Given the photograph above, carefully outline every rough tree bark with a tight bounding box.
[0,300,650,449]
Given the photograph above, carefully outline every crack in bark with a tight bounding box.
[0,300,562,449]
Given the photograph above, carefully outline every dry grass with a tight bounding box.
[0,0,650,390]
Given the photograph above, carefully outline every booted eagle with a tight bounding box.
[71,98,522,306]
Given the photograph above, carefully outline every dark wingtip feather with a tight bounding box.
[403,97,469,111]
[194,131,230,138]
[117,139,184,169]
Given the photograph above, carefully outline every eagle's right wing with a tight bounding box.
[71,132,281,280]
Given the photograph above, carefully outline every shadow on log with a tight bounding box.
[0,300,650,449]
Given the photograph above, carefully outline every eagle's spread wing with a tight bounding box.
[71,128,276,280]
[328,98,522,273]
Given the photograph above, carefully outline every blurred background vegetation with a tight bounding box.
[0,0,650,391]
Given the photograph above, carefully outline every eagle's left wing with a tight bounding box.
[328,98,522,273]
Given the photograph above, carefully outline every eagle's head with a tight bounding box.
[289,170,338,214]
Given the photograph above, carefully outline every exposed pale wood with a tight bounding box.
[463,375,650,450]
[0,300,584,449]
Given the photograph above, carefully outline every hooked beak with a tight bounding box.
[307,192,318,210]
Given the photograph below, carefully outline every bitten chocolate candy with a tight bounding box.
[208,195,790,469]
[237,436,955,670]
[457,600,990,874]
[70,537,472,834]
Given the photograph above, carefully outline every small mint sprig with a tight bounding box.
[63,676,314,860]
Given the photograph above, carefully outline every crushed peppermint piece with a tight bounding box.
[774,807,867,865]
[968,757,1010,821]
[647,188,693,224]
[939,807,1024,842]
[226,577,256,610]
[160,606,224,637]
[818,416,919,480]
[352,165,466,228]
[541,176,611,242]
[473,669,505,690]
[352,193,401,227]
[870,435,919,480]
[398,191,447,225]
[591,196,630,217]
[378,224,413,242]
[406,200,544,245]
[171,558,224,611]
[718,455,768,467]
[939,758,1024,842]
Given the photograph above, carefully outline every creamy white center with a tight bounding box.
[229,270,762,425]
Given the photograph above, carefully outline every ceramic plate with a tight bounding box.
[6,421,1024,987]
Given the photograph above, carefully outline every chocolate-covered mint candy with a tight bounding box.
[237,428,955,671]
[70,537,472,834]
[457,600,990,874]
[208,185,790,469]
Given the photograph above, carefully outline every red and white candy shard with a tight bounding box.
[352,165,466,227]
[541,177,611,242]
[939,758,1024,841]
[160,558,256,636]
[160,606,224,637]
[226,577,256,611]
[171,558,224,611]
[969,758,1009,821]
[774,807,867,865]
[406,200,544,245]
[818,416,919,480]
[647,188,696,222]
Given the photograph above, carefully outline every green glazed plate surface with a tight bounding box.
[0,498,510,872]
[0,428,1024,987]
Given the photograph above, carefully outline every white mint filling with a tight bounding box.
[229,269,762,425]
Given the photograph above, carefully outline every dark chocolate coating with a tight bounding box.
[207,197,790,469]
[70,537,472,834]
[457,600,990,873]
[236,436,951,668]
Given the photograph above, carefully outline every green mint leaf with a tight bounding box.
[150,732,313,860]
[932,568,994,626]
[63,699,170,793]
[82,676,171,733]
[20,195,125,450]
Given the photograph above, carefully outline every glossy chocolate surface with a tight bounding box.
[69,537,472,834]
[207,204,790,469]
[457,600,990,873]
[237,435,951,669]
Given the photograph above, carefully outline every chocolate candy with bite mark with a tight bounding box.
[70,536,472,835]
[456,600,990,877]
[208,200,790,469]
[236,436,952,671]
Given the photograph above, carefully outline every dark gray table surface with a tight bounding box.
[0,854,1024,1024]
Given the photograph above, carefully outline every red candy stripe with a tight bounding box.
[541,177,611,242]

────────────────

Copy everything from the first of the entries down to the line containing "[71,132,281,280]", including that line, without changing anything.

Given the photograph above, carefully outline every rough tree bark with a tight bounding box.
[0,300,650,449]
Given the photograph above, carefully outline every crack in bark with a tight bounding box.
[0,300,562,449]
Given the photograph above, carefully outline every dry grass with a tight bounding box.
[0,0,650,390]
Given the photograph above, carefully outline every booted eagle with a tight bounding box.
[71,98,522,306]
Given the photograph above, carefully outline every dark wingtip feather with a tight bounding box.
[403,97,469,111]
[194,131,230,138]
[117,139,184,169]
Given the photograph above, carefully outline every eagle's right wing with a tight bounding box.
[71,132,281,280]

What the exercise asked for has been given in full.